• [To be done]: Put the lines below into a JSON list of strings, one string per line and blank lines omitted, covering only the span that begins with the line containing "Output form: <point>36,58</point>" and ends with the line containing "<point>61,18</point>", with both of those lines included.
— start Provided material —
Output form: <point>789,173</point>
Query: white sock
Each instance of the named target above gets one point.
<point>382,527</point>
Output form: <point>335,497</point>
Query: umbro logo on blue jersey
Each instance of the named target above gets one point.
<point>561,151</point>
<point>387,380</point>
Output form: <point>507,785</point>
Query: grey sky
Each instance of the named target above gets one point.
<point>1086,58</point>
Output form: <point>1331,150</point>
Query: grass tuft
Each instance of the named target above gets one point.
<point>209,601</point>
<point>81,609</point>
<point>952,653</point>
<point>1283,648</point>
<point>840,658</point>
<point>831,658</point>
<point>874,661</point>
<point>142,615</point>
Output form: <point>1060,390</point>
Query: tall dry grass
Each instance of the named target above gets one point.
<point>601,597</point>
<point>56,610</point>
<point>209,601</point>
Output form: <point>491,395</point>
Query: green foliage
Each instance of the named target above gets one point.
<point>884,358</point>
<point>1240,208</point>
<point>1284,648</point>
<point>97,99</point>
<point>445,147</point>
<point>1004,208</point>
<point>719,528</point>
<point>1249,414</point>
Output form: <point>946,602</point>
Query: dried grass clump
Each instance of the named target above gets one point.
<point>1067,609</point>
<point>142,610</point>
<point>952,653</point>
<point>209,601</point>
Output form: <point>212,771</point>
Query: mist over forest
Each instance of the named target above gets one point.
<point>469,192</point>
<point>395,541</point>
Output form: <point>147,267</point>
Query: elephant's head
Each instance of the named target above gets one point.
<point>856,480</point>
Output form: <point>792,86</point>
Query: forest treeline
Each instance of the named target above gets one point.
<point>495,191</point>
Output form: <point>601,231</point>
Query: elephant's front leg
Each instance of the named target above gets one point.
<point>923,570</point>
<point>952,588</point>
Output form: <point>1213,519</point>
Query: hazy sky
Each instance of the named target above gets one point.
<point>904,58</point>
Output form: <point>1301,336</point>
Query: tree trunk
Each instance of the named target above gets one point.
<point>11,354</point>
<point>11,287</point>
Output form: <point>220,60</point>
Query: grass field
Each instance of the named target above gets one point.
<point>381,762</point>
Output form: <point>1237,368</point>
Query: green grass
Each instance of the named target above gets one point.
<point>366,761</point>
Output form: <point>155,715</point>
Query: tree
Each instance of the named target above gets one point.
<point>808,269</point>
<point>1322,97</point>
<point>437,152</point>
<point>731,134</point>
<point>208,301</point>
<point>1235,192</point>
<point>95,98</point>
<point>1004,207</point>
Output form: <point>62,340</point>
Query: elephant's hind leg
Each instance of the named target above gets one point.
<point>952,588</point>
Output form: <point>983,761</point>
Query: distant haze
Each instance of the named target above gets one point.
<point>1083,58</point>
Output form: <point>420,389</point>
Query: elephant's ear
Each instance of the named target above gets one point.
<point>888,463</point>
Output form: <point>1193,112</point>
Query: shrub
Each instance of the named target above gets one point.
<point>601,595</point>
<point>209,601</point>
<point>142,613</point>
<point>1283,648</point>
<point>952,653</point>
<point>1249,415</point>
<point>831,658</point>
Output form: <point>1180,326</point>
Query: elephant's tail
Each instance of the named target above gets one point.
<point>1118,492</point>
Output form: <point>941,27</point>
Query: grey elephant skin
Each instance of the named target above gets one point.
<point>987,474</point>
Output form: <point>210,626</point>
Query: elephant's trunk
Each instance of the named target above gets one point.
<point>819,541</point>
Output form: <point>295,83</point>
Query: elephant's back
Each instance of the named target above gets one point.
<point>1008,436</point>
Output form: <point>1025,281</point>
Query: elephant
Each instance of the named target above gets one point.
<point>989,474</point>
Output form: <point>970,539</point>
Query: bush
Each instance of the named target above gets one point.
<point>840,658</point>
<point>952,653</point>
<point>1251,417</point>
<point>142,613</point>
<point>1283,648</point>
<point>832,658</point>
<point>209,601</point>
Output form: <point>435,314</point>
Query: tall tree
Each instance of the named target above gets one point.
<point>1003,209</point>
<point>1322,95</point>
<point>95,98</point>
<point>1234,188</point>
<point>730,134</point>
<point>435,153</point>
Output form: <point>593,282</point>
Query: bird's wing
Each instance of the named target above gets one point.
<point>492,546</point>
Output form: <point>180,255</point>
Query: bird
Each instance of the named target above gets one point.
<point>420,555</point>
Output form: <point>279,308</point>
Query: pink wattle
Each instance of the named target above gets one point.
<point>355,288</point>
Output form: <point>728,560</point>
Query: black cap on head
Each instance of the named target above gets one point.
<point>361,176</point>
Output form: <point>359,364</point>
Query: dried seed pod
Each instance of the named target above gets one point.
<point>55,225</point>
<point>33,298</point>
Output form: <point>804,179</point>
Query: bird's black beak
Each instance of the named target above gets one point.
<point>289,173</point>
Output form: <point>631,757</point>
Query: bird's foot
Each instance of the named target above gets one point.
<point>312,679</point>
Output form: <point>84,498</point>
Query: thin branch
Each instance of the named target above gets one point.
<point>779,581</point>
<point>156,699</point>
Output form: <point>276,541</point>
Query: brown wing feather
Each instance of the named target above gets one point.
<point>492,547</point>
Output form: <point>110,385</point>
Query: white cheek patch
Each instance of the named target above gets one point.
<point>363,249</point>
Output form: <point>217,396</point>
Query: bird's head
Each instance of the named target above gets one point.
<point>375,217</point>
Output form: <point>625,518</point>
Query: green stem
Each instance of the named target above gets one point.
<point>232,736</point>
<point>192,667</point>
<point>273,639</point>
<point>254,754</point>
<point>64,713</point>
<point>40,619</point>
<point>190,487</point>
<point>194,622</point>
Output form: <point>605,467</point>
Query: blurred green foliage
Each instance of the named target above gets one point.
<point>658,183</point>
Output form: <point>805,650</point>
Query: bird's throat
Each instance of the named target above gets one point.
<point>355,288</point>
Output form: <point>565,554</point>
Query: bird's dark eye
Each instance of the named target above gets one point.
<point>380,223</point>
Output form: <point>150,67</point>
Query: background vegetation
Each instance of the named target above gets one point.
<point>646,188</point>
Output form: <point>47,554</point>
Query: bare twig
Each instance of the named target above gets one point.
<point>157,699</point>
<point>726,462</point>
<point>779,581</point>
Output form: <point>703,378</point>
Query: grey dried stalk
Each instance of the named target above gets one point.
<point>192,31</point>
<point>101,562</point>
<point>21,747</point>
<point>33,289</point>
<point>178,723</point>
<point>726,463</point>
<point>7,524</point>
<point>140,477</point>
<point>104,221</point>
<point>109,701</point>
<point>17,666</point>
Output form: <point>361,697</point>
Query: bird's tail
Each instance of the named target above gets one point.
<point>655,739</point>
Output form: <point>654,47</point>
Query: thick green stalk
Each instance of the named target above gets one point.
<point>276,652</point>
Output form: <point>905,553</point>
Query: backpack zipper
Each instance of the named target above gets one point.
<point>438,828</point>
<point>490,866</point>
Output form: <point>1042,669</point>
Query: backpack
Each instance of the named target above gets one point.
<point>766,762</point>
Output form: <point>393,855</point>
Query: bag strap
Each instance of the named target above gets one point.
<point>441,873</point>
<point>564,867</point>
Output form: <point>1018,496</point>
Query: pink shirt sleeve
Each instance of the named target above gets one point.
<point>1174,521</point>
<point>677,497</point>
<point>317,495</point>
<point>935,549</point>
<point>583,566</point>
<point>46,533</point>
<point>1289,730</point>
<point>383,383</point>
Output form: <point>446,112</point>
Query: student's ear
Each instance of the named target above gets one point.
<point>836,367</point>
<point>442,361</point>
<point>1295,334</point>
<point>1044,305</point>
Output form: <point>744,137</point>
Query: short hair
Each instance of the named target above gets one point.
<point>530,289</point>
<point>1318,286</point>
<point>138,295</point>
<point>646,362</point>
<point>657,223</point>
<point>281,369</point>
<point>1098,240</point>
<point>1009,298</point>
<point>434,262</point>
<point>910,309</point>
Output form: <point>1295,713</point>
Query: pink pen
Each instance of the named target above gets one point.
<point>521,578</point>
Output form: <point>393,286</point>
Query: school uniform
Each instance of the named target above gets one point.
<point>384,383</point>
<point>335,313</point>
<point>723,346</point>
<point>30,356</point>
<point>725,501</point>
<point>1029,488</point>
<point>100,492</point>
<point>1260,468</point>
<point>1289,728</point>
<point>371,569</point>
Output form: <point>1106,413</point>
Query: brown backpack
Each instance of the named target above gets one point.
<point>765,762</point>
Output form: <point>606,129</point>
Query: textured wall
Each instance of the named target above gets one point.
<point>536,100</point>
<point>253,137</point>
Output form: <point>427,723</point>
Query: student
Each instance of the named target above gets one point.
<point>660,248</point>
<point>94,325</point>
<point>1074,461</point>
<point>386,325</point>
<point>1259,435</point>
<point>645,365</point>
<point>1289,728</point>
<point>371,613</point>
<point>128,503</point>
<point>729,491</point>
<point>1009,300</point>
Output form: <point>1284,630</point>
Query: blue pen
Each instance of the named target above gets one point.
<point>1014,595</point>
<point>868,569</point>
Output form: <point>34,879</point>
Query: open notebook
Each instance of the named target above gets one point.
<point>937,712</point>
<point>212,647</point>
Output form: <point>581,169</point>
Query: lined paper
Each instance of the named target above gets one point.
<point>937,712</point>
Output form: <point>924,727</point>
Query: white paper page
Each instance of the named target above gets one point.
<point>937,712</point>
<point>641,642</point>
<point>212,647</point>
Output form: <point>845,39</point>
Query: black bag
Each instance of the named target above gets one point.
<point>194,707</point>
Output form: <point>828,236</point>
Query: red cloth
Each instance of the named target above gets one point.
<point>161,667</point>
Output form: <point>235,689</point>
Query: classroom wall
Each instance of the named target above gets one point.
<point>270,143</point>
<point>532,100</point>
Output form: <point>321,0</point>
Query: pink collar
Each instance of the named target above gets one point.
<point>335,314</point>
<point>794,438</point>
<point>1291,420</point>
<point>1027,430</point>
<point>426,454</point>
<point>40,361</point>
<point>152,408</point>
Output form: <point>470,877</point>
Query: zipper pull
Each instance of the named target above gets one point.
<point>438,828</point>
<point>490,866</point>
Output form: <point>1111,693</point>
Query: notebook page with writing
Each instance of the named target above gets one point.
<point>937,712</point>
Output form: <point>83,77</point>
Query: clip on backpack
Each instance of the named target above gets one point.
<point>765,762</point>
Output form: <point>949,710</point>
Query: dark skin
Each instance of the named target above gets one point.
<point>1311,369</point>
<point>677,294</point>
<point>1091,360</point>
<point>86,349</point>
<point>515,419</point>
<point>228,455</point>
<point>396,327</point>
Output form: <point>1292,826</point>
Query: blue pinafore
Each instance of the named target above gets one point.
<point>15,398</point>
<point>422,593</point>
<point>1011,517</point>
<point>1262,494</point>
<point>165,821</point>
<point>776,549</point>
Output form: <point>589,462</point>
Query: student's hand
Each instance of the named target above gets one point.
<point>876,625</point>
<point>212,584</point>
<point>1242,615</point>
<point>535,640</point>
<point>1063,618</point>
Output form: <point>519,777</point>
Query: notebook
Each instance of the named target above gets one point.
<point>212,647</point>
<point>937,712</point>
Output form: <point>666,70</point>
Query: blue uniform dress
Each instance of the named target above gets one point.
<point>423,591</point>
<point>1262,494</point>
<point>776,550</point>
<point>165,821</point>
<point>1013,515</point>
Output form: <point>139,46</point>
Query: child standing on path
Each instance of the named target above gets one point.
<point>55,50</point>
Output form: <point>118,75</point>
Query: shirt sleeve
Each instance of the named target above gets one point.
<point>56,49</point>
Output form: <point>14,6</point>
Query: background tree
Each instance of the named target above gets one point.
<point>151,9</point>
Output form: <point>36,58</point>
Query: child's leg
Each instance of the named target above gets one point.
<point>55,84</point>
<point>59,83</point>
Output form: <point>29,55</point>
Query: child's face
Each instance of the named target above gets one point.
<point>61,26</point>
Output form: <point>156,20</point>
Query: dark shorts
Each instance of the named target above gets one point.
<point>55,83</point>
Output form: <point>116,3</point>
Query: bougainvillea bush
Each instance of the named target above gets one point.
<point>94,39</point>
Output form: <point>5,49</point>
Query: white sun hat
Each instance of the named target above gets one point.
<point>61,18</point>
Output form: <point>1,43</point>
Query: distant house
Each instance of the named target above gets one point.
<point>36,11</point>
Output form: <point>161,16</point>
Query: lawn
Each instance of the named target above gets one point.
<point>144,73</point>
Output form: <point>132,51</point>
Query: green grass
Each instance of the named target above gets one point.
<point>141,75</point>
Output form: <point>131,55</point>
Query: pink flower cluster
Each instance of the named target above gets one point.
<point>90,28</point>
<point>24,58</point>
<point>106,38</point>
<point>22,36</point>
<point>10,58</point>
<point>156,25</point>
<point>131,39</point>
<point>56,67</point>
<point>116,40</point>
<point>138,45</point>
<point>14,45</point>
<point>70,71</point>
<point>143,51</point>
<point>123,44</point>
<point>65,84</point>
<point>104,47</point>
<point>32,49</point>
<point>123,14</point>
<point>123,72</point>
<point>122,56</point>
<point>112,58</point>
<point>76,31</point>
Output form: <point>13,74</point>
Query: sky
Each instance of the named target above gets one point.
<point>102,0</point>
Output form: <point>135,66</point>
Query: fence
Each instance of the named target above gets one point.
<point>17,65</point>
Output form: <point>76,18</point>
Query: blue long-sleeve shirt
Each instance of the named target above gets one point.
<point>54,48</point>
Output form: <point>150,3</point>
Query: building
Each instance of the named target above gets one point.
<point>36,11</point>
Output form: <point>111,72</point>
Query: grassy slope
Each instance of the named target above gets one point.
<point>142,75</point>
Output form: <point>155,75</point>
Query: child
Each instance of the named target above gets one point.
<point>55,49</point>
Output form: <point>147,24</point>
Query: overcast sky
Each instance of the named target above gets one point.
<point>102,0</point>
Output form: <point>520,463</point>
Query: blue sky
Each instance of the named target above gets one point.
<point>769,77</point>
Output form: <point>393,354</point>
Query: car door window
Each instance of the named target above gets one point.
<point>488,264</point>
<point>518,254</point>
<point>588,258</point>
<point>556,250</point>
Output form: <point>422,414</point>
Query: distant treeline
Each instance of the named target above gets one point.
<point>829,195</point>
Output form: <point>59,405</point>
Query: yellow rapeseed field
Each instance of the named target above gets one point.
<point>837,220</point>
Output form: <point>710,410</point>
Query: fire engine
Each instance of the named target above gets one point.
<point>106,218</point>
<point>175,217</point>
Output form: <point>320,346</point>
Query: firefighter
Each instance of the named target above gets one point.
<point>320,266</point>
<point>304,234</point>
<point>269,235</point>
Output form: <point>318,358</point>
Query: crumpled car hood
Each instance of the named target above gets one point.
— end Provided material —
• [Result for this exercise]:
[
  "Output form: <point>36,58</point>",
  "Query: child's leg",
  "Each instance of the named target above gets one point.",
  "<point>55,84</point>",
  "<point>59,83</point>",
  "Output form: <point>29,55</point>",
  "Query: child's face",
  "Each instance of the named target above gets one point.",
  "<point>61,26</point>",
  "Output form: <point>156,20</point>",
  "Query: dark shorts",
  "Each instance of the named target above gets one point.",
  "<point>55,83</point>",
  "Output form: <point>116,3</point>",
  "Query: bougainvillea bush",
  "Each instance of the named target above gets one point.",
  "<point>94,39</point>",
  "Output form: <point>5,49</point>",
  "Query: white sun hat",
  "Each instance of the named target above gets one point.",
  "<point>61,18</point>"
]